»»

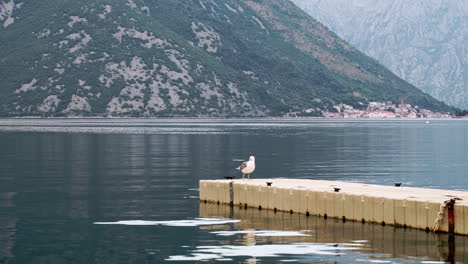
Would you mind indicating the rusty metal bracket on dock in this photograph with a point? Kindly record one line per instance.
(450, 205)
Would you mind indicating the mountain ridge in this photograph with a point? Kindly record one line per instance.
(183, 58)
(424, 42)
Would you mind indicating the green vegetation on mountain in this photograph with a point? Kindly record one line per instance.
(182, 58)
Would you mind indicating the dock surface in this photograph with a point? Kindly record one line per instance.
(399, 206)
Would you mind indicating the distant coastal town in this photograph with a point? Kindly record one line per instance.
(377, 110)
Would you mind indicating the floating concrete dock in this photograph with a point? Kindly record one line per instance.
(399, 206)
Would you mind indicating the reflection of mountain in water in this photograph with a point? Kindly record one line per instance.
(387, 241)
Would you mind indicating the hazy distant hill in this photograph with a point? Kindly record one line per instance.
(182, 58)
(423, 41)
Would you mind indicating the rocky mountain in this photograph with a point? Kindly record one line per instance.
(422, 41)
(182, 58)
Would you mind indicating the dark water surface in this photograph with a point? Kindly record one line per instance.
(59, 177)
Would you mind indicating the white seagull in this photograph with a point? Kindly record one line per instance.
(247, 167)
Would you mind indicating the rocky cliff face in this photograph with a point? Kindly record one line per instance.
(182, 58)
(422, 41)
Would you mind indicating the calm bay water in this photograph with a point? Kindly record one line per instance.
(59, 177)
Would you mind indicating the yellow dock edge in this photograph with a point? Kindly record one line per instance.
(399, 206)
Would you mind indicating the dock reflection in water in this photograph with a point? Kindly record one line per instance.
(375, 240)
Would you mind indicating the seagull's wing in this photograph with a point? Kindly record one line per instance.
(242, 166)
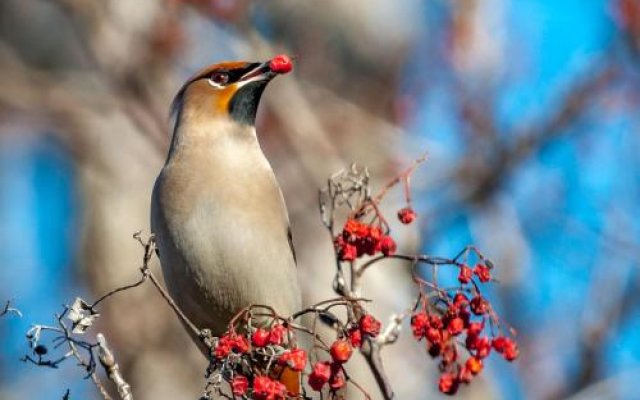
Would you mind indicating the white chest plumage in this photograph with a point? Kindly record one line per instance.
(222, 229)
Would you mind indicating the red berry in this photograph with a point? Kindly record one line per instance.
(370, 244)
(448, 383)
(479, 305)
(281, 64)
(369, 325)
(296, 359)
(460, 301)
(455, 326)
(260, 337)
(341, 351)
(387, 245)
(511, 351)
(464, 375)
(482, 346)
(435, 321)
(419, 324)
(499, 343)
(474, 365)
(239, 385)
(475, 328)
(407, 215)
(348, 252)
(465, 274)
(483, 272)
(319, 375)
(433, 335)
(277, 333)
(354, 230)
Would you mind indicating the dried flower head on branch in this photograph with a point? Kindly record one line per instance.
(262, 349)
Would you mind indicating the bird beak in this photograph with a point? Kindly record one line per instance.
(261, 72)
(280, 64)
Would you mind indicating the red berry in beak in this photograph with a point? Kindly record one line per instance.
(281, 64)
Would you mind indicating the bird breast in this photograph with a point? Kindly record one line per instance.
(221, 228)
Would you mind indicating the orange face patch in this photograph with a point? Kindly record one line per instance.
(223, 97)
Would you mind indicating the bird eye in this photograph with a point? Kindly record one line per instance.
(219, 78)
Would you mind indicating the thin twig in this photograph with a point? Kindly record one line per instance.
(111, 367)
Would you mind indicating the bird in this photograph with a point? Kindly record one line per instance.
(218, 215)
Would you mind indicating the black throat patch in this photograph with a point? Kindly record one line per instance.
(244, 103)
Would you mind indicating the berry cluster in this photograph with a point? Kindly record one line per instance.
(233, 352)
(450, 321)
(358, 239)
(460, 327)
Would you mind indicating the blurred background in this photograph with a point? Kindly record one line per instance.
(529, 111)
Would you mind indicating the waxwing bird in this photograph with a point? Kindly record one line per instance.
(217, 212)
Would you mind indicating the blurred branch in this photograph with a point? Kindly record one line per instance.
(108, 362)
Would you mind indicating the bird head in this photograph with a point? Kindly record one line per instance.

««

• _Your goal_
Starting at the line with "Would you mind indicating the blurred background", restate every line word for word through the end of the listing above.

• _Worked solution_
Would you mind indicating the blurred background in this photograph with a point? Kindly record one line per instance.
(529, 111)
Would you mind indicating the waxwing bird in this photograph with a point? Kindly record one line per instance.
(217, 212)
Would you mind indicating the blurred branch in this photograph with a point? Kindly record one line per instance.
(108, 362)
Would you mind indicating the bird head in this photograph with a point? Kindly record one line per instance.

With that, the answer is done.